=== Task objective ===
Identify every line in the data below that contains the word "beard", and copy each of those lines in full.

Stored dataset items
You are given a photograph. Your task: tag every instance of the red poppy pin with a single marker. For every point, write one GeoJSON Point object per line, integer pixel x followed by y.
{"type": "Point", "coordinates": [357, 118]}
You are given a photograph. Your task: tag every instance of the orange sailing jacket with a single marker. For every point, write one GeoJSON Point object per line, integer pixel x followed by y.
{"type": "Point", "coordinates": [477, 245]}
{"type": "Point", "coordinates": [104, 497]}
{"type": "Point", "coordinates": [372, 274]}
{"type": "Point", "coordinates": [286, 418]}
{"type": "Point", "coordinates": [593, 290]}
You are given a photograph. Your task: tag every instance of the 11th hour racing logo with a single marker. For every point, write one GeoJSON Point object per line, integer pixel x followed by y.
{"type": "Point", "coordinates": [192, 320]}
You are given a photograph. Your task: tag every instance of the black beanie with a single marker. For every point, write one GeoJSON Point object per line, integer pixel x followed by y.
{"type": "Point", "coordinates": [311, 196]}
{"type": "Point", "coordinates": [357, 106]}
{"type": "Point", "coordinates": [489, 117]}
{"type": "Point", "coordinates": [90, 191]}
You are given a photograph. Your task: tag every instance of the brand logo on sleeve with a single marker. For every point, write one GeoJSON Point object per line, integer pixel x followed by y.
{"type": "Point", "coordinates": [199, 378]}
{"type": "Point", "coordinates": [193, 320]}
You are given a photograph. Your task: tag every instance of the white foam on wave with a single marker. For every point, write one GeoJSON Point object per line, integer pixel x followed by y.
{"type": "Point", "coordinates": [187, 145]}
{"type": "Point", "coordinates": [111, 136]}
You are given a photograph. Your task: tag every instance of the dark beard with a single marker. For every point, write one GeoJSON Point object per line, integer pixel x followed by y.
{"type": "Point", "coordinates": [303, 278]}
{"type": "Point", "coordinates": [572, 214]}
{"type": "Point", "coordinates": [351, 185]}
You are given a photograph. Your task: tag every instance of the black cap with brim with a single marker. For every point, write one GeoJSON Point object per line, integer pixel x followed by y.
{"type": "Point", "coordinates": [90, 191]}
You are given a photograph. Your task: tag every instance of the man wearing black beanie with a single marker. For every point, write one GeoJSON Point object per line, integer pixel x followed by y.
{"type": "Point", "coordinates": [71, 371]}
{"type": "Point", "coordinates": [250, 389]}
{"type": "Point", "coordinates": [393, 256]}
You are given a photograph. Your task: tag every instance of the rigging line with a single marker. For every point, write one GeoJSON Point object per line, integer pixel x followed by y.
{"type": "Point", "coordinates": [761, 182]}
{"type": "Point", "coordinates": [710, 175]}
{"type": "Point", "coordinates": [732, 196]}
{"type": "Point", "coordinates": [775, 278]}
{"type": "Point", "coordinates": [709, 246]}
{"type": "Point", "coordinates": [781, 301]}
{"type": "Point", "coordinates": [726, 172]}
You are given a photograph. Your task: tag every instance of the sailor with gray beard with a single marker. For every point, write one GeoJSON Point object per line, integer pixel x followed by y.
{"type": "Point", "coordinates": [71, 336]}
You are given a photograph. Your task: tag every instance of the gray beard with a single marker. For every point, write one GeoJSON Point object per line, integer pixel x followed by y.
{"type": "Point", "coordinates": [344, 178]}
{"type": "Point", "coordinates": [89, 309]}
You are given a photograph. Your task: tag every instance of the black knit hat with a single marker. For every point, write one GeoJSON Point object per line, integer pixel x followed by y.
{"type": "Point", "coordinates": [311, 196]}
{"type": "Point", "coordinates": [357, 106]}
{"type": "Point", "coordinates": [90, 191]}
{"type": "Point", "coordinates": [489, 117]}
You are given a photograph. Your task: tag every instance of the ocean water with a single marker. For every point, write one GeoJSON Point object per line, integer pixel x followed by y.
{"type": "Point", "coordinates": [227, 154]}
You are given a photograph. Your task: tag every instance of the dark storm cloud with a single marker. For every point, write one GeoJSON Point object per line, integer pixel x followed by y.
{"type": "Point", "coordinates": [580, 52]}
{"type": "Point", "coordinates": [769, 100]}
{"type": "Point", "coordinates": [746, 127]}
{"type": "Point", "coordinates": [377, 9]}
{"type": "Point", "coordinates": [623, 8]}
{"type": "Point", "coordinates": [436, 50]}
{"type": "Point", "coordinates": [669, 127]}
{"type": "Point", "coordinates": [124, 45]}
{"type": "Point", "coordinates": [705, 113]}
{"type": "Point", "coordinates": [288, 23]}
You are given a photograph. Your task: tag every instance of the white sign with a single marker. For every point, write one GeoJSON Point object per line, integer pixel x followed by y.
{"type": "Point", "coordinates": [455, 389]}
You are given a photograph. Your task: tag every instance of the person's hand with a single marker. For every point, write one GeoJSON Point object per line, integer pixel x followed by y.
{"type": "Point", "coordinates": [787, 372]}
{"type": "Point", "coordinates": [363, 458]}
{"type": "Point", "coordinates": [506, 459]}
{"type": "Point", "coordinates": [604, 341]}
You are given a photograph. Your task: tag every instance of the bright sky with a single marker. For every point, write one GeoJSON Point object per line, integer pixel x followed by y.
...
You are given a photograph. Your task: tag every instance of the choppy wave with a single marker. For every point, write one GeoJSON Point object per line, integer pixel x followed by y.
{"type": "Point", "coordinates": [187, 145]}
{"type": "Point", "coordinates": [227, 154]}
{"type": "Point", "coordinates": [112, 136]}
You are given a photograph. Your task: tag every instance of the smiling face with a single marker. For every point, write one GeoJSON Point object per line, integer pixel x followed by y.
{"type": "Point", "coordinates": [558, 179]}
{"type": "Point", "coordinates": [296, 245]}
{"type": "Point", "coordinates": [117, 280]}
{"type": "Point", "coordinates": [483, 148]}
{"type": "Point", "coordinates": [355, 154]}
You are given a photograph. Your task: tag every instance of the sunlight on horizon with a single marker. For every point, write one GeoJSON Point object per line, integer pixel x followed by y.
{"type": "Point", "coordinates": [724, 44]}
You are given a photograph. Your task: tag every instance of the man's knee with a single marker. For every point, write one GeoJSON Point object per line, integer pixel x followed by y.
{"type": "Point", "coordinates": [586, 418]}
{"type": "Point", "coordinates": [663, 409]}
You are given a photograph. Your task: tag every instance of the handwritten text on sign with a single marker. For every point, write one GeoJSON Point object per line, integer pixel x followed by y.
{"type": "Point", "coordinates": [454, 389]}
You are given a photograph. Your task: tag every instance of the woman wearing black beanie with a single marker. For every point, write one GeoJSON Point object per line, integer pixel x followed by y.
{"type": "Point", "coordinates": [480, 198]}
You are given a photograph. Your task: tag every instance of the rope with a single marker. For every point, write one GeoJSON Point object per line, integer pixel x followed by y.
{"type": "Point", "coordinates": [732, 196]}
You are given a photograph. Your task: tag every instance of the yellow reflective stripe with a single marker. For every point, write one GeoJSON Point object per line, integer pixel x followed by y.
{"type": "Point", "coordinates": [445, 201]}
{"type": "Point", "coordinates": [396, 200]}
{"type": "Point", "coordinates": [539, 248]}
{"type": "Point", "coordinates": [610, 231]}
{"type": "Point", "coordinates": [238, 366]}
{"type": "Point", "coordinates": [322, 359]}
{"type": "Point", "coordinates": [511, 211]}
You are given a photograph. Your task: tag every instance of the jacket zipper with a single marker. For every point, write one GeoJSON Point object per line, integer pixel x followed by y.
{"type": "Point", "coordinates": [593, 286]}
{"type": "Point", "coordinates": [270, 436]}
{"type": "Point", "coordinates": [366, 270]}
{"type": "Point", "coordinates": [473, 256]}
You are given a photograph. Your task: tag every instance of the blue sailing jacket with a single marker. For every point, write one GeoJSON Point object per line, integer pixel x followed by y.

=== Result of the task ===
You are given a photograph. Your task: tag every instance of the dark beard with a single marker. For every point, write one GeoJSON Point object per line, integer pixel x followed by y.
You are given a photograph. Your task: tag every instance of the sailor with gray beard with a single marker. For every point, write one GeoJSON Point object per line, integer pixel x followed by y.
You are given a photograph. Your task: tag every instance of the gray beard with a single marker. For every point, write one GeoJSON Point object per line, integer pixel x followed by y.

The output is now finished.